▶
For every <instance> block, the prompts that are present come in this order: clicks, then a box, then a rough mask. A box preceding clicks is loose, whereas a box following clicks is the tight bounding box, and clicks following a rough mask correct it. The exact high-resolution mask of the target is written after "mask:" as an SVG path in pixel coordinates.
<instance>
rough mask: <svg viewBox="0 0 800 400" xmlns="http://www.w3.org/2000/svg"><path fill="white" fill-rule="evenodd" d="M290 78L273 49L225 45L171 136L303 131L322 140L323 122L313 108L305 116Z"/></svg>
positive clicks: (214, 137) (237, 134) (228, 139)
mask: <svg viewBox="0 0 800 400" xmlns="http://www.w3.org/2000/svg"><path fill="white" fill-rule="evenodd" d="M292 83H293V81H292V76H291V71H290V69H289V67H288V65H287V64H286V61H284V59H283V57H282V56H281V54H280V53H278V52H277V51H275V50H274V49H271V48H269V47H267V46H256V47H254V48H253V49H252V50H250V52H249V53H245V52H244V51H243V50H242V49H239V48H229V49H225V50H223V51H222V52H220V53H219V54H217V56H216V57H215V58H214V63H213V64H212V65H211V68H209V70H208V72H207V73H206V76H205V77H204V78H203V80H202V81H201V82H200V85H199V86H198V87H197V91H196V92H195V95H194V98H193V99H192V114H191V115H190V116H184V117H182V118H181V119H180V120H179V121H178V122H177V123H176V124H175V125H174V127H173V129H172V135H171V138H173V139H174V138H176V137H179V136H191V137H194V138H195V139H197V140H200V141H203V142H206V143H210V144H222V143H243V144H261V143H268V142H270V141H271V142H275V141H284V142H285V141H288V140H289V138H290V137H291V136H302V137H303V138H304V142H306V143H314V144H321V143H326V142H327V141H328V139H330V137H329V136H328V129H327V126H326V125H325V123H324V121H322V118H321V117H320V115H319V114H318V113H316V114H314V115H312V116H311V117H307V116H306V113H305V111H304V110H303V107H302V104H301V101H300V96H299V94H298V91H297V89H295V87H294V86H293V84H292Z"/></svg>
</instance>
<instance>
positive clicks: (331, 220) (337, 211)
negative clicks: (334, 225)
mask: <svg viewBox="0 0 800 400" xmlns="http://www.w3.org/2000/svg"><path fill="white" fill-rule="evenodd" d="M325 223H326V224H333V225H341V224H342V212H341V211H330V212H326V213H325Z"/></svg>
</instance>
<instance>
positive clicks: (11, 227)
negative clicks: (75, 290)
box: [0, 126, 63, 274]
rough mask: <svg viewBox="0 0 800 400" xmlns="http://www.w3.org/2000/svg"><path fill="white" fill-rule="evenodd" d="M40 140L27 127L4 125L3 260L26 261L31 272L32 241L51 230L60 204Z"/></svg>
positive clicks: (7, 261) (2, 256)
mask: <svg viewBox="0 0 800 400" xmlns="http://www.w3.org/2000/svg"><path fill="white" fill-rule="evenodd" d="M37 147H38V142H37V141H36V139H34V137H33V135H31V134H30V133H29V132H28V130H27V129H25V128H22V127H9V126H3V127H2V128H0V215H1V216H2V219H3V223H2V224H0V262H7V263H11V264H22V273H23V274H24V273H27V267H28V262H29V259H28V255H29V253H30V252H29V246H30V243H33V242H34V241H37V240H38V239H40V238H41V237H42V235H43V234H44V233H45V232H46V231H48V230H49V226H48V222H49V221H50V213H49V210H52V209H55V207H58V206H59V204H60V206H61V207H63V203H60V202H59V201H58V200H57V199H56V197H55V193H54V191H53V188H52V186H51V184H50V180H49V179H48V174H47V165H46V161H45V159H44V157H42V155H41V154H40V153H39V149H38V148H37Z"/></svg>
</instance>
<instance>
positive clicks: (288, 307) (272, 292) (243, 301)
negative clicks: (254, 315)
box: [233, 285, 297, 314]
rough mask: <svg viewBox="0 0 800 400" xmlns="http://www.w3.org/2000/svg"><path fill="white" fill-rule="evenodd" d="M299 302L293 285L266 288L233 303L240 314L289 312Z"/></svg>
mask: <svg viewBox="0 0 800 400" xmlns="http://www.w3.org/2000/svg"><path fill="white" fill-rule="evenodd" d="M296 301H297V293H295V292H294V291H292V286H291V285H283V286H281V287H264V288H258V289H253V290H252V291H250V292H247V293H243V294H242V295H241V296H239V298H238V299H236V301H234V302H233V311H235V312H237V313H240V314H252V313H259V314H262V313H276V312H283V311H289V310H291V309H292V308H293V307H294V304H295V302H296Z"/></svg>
◀
:: Aim of the exercise ::
Please print, exactly and with nothing else, the lines from the first line of the entries through the line containing "78L273 49L225 45L171".

:: Written solution ::
For every <instance> block, the prompts that are present come in this order: clicks, then a box, then a rough mask. A box preceding clicks is loose, whereas a box following clicks is the tight bounding box, and clicks following a rough mask correct it. The exact high-resolution mask of the target is written after "mask:" as an SVG path in pixel coordinates.
<instance>
rough mask: <svg viewBox="0 0 800 400" xmlns="http://www.w3.org/2000/svg"><path fill="white" fill-rule="evenodd" d="M290 78L273 49L225 45L171 136L303 131L322 140L323 122L313 108L305 116Z"/></svg>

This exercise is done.